* [What the task asks]:
Nothing should be left out: output all of the entries exactly.

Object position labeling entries
## BEGIN
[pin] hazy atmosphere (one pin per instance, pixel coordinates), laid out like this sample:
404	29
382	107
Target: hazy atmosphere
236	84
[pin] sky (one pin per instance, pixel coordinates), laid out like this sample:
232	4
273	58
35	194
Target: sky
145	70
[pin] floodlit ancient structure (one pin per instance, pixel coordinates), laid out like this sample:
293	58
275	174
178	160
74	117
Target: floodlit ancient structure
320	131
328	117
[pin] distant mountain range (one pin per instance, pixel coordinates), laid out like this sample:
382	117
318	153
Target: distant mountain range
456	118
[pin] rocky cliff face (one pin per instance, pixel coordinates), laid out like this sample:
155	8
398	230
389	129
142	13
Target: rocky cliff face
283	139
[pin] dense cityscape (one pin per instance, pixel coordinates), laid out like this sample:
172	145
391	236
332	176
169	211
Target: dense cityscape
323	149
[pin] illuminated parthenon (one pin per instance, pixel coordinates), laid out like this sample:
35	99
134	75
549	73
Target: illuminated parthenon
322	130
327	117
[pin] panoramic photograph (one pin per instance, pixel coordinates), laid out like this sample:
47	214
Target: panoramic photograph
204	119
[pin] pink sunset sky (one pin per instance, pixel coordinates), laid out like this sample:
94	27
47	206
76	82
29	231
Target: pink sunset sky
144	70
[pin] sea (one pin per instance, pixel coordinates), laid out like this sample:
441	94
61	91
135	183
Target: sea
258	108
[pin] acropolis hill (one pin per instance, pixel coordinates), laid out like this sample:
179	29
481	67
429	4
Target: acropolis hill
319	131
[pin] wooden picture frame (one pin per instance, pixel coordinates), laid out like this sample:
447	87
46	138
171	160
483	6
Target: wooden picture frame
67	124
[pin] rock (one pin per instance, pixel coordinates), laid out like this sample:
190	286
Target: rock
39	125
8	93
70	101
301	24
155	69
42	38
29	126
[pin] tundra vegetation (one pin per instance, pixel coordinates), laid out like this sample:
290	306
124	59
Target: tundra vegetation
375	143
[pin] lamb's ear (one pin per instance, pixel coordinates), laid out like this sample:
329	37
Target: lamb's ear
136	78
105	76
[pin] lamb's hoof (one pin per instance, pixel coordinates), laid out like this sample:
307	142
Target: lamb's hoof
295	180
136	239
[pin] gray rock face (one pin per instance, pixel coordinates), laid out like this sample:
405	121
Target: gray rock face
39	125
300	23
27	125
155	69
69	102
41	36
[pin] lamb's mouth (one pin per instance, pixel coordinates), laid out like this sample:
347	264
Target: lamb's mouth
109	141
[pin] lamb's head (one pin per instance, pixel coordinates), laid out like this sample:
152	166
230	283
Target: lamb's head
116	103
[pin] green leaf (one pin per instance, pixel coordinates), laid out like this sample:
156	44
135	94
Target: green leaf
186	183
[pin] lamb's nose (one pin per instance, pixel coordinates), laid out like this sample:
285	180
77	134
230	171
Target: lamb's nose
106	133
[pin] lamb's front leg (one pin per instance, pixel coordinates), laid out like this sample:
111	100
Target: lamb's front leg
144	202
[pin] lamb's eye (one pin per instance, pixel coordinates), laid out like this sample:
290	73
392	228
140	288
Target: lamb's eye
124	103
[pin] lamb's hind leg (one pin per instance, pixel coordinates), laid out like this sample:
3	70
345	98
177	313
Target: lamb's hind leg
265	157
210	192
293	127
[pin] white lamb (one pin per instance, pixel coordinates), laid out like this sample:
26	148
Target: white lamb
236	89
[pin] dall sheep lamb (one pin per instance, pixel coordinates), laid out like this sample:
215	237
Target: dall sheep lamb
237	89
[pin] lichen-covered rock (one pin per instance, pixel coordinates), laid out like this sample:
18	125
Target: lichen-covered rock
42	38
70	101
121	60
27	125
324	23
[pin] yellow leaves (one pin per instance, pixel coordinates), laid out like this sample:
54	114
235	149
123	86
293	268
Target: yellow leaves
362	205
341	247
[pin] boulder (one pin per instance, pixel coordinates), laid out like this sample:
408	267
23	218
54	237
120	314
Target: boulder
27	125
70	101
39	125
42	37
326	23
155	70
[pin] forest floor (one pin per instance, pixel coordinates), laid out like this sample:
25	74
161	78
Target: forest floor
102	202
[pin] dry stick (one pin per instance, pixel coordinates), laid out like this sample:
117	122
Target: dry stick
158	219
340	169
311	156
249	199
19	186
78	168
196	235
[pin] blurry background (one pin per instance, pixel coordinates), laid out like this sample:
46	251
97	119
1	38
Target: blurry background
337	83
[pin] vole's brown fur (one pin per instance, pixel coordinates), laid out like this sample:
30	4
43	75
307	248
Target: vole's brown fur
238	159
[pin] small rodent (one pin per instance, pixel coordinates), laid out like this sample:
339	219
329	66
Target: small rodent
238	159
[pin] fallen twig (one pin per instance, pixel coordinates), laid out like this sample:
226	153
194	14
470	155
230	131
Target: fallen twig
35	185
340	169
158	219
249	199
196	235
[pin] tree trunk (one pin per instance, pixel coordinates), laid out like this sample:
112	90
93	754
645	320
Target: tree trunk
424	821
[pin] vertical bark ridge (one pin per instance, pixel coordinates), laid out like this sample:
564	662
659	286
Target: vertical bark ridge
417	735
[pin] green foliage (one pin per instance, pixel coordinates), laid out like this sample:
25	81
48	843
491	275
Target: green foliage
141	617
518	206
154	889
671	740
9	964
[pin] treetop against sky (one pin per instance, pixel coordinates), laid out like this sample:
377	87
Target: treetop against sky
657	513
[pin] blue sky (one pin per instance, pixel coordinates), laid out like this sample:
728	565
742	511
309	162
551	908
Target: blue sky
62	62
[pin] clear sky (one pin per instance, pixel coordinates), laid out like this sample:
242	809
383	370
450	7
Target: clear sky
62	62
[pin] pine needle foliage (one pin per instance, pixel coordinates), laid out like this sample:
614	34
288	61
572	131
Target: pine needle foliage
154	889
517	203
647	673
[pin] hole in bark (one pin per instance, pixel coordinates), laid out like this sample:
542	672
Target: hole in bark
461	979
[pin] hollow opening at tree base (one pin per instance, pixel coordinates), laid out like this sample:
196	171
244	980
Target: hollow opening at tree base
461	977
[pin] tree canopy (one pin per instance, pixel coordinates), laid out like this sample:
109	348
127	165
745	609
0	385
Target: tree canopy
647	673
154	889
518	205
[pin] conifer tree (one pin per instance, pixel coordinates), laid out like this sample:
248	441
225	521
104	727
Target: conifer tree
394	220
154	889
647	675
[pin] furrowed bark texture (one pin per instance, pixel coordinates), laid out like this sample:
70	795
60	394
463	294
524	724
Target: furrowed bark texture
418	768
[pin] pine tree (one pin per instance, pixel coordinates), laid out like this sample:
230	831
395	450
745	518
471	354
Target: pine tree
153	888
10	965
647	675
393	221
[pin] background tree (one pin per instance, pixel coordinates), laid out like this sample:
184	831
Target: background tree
## END
* [Exercise answer]:
[pin] hazy atmosphere (one pin per instance, pixel coordinates), laid out like this sample:
404	29
382	107
Target: hazy atmosphere
236	84
[pin] sky (one pin per instance, pixel coordinates), laid out like this sample:
232	4
273	58
35	194
Target: sky
145	70
[pin] floodlit ancient structure (one pin per instance, pixel coordinates), laid out like this sample:
293	58
275	174
178	160
74	117
Target: floodlit ancient structure
320	131
328	117
[pin] distant mountain range (one pin per instance, pixel coordinates), laid out like this sample:
382	117
318	153
Target: distant mountain range
456	118
[pin] rocky cliff face (one pin per instance, pixel coordinates), laid out like this sample:
155	8
398	230
389	129
142	13
Target: rocky cliff face
283	139
[pin] dense cityscape (one pin per instance, pixel coordinates), laid out like this sample:
172	145
391	236
332	176
169	211
Target: dense cityscape
323	149
[pin] illuminated parthenon (one pin per instance, pixel coordinates), laid out like this sample:
35	99
134	75
549	73
Target: illuminated parthenon
322	130
327	117
[pin] panoramic photograph (one pin per instance, pixel coordinates), laid out like this sample:
47	214
Target: panoramic photograph
204	119
[pin] pink sunset sky (one pin per instance, pixel coordinates), laid out like this sample:
94	27
47	206
76	82
29	231
Target: pink sunset sky
144	70
[pin] sea (one pin per instance, pixel coordinates), laid out like this sample:
441	94
61	91
135	183
Target: sea
258	108
[pin] acropolis hill (one pin per instance, pixel coordinates), laid out like this sample:
179	29
481	67
429	4
Target: acropolis hill
319	131
[pin] wooden picture frame (one pin per instance, pixel coordinates), laid out like this sample:
447	87
46	138
171	160
483	6
Target: wooden picture frame
67	124
[pin] rock (one pin per instance, pixel coordinates), laid out like this sample:
190	286
Target: rock
39	125
8	93
70	101
301	24
155	69
42	38
29	126
[pin] tundra vegetation (one pin per instance, pixel coordinates), laid out like this sample:
290	306
124	59
Target: tundra vegetation
375	143
[pin] lamb's ear (one pin per instance, pixel coordinates), laid out like this sample:
329	37
Target: lamb's ear
136	78
105	76
[pin] lamb's hoof (one pin per instance, pixel coordinates), laid out like this sample:
307	142
Target: lamb's hoof
295	180
136	239
[pin] gray rock face (one pin per instance, pixel coordinates), laid out like this sample:
405	121
Target: gray rock face
39	125
300	23
27	125
155	69
69	102
41	36
[pin] lamb's mouth (one pin per instance, pixel coordinates), laid out like this sample:
347	264
Target: lamb's mouth
109	141
[pin] lamb's head (one pin per instance, pixel coordinates), laid out like this sample:
152	166
230	283
Target: lamb's head
116	103
[pin] green leaf (one pin per instance, pixel coordinates), laid out like this sample:
156	44
135	94
Target: green leaf
186	183
[pin] lamb's nose (one pin per instance, pixel coordinates), laid out like this sample:
285	180
77	134
230	171
Target: lamb's nose
106	133
[pin] lamb's front leg (one pin per instance, pixel coordinates), laid out like this sample:
111	100
Target: lamb's front leg
144	202
[pin] lamb's eye (one pin per instance, pixel coordinates), laid out like this sample:
290	73
392	228
140	288
Target: lamb's eye
124	103
[pin] lamb's hind leg (one pin per instance, pixel coordinates), laid out like this sample:
3	70
345	98
177	313
Target: lamb's hind leg
265	157
210	192
293	127
[pin] white lamb (one pin per instance, pixel coordinates), laid out like this sample:
26	148
Target: white lamb
236	89
[pin] dall sheep lamb (one pin per instance, pixel coordinates), laid out like this sample:
215	237
Target: dall sheep lamb
237	89
[pin] lichen-covered rock (one pin per instance, pixel coordinates), laid out like this sample:
18	125
Target: lichen-covered rock
42	38
70	101
121	60
27	125
324	23
[pin] yellow leaves (one pin per instance, pixel coordinates), laid out like this sample:
54	114
235	149
123	86
293	268
Target: yellow leaves
362	205
341	247
[pin] boulder (one pin per instance, pixel coordinates), laid out like this sample:
408	267
23	218
54	237
120	314
Target: boulder
27	125
70	101
39	125
42	37
326	23
155	70
[pin] forest floor (one pin per instance, pixel coordinates), laid out like this sample:
25	74
161	78
Target: forest floor
102	202
[pin] dry stick (one pin per instance, pixel coordinates), laid out like this sample:
117	122
Target: dry stick
158	219
340	169
311	156
249	199
19	186
78	168
196	235
[pin] blurry background (one pin per instance, pixel coordinates), laid out like this sample:
46	251
97	119
1	38
Target: blurry background
337	83
[pin] vole's brown fur (one pin per instance, pixel coordinates), laid out like this sample:
30	4
43	75
307	248
Target: vole's brown fur
238	159
[pin] small rodent (one pin per instance, pixel coordinates), laid out like this sample:
339	219
329	66
Target: small rodent
238	159
[pin] fallen twig (one pin per instance, pixel coordinates), laid out like this sample:
226	153
194	14
470	155
230	131
Target: fallen twig
35	185
340	169
158	219
249	199
196	235
[pin] tree trunk (one pin per instance, pixel coordinates), laid out like this sample:
112	90
93	754
645	320
Target: tree trunk
424	821
[pin] vertical bark ridge (one pin per instance, pixel coordinates), laid out like this sample:
564	662
659	286
Target: vertical bark ridge
417	735
[pin] green foliage (one pin per instance, pixel coordinates), laid out like this sample:
25	81
48	843
491	275
Target: green foliage
141	617
518	206
154	889
671	740
9	964
[pin] treetop against sky (one pin per instance, pixel coordinates), laid out like this sample:
377	87
Target: treetop against sky
657	513
[pin] blue sky (one pin per instance, pixel coordinates), laid out like this sample:
728	565
742	511
309	162
551	908
Target: blue sky
62	62
[pin] clear sky (one pin per instance, pixel coordinates), laid out like this sample:
242	809
383	370
450	7
Target: clear sky
62	62
[pin] pine needle foliage (one pin per instance, pixel coordinates), laid out like this sample:
614	34
288	61
572	131
Target: pine needle foliage
154	889
517	203
647	673
[pin] hole in bark (one pin per instance, pixel coordinates), laid out like this sample:
542	672
Target: hole in bark
461	979
[pin] hollow opening at tree base (one pin per instance, pixel coordinates), laid out like this sample:
196	171
244	980
Target: hollow opening at tree base
461	977
[pin] tree canopy (one pin per instance, pixel coordinates), laid out like this sample:
109	348
127	165
745	609
0	385
Target: tree canopy
647	673
154	889
518	205
[pin] conifer tree (one pin per instance, pixel coordinates), laid out like this sample:
248	441
225	521
104	727
Target: conifer tree
394	220
154	889
647	675
[pin] furrowed bark texture (one pin per instance, pixel coordinates), laid out like this sample:
70	795
60	394
463	294
524	724
Target: furrowed bark texture
418	768
[pin] pine tree (one pin per instance, pixel coordinates), laid out like this sample:
230	831
395	450
745	518
471	354
Target: pine tree
153	888
10	965
647	675
393	221
[pin] background tree (one pin per instance, pixel coordinates), laid out like this sample:
184	831
Target: background tree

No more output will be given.